THE GHANA Cocoa Board (COCOBOD) is expected to soon receive the first tranche of $220 million from the African Development Bank (AfDB) to support the cocoa industry, Joseph Boahen Aidoo, chief executive of the board, has said.
Mr. Boahen Aidoo disclosed this on the sideline of a cocoa producers’ conference in Abidjan, Ivory Coast, last Wednesday, hosted by Le Conseil du Café Cacao (coffee and cocoa board) of Ivory Coast.
Mr. Boahen Aidoo met his Ivorian counterpart to declare their rebuff of some standards that were currently being voted on by the International Standards Organisation (ISO) that would work against small holder cocoa farmers in the two countries.
Last year, AfDB approved a $600 million loan package for Ghana’s cocoa regulator, to allow it to build warehouses and stockpile cocoa beans, protect itself against price falls, rehabilitate ageing cocoa farms and improve bean quality and pursue marketing reforms.

#####

§ Required tasks:
- 1) Return the part of the cocoa article that opens with the words containing "Mr. Boahen Aidoo disclosed" and closes with "pursue marketing reforms.", copied word for word.
- 2) According to the cocoa article, what size of loan package did the African Development Bank approve last year for Ghana's cocoa regulator?
The material that comes next is from a separate source and has no link to the cocoa article.

§ Dataset excerpt:
#####

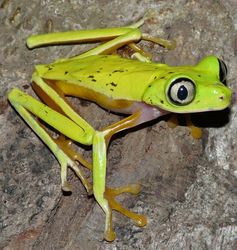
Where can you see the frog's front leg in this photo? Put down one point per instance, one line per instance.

#####

§ The answers:
- 1)
Mr. Boahen Aidoo disclosed this on the sideline of a cocoa producers’ conference in Abidjan, Ivory Coast, last Wednesday, hosted by Le Conseil du Café Cacao (coffee and cocoa board) of Ivory Coast.
Mr. Boahen Aidoo met his Ivorian counterpart to declare their rebuff of some standards that were currently being voted on by the International Standards Organisation (ISO) that would work against small holder cocoa farmers in the two countries.
Last year, AfDB approved a $600 million loan package for Ghana’s cocoa regulator, to allow it to build warehouses and stockpile cocoa beans, protect itself against price falls, rehabilitate ageing cocoa farms and improve bean quality and pursue marketing reforms.

- 2) A $600 million loan package.